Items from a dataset
•••••
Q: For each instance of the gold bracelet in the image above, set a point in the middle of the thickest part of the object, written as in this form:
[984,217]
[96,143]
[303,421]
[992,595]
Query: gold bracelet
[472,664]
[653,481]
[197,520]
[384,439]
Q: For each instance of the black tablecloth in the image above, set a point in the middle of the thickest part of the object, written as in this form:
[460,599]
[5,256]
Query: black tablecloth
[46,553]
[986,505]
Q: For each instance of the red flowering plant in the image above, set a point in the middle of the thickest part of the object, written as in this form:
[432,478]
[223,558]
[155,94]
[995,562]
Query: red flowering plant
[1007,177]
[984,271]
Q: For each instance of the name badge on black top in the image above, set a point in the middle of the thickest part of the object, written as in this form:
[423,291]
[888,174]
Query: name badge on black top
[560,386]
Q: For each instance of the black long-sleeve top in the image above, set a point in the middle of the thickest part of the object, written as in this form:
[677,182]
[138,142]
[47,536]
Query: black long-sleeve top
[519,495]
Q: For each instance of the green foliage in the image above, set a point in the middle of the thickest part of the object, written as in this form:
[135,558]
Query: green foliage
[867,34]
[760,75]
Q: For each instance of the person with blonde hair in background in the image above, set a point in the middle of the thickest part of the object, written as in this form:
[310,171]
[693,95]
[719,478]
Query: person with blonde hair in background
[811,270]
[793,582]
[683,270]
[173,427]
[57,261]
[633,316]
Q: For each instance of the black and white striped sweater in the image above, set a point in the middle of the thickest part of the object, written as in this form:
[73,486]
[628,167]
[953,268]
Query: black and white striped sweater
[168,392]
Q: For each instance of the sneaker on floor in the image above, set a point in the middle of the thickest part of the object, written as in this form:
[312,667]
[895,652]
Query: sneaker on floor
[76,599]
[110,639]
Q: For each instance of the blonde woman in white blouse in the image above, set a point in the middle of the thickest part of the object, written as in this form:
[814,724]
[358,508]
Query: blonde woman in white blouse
•••••
## [About this exercise]
Give a word-for-word copy of the records.

## [Finished exercise]
Q: For each instance of the gold bracelet in the image above, set a point in the middle of the thickest part of the object, written as in this form:
[984,217]
[96,143]
[303,421]
[992,595]
Query: gold bracelet
[472,664]
[653,481]
[197,520]
[384,439]
Q: For each instance of the black tablecloth in the image above, set a point in the middle of the thickest part of the object, written as in this form:
[460,599]
[5,256]
Query: black tablecloth
[46,553]
[986,505]
Q: For each instance of the red flowering plant in the image above, set a point in the middle of the thickest part of the object, written as in this form:
[432,478]
[223,558]
[155,94]
[995,562]
Query: red flowering plant
[1007,177]
[984,271]
Q: For each instance of the name badge on black top in the image above, set a point in the middle of the thickest part of the object, written as in this form:
[423,291]
[888,174]
Query: name badge on black top
[560,386]
Q: For each instance of the black long-sleeve top in the image above, set a point in the middle of the thickest part of the object, written as in this form:
[677,182]
[138,142]
[47,536]
Query: black long-sleeve top
[519,495]
Q: For each instance of the green foliage in the image above, set a point in the middle of the thickest part of the object, written as in this form:
[135,558]
Query: green foliage
[867,34]
[760,75]
Q: For each instance of the person with blonde hair in background in the image above, set a point in the middle of the thickest part of the object, written as in this form:
[310,171]
[693,95]
[719,478]
Query: person with blonde hair in background
[811,270]
[793,582]
[683,270]
[173,427]
[57,261]
[633,316]
Q: For each instance of the black and white striped sweater in the image above, set a point in the middle of the thickest part of the object, written as in this form:
[73,486]
[628,167]
[953,268]
Query: black and white striped sweater
[168,392]
Q: For each instance of the sneaker on floor in the image above, set a point in the middle of the thickest part of the object, written as in this form:
[312,667]
[895,652]
Query: sneaker on floor
[76,599]
[110,639]
Q: For each instance of the blonde woman in white blouse in the image above, set a point in the middle of the thickest part of the object, written as in this form:
[814,724]
[358,508]
Query: blonde woman in white blouse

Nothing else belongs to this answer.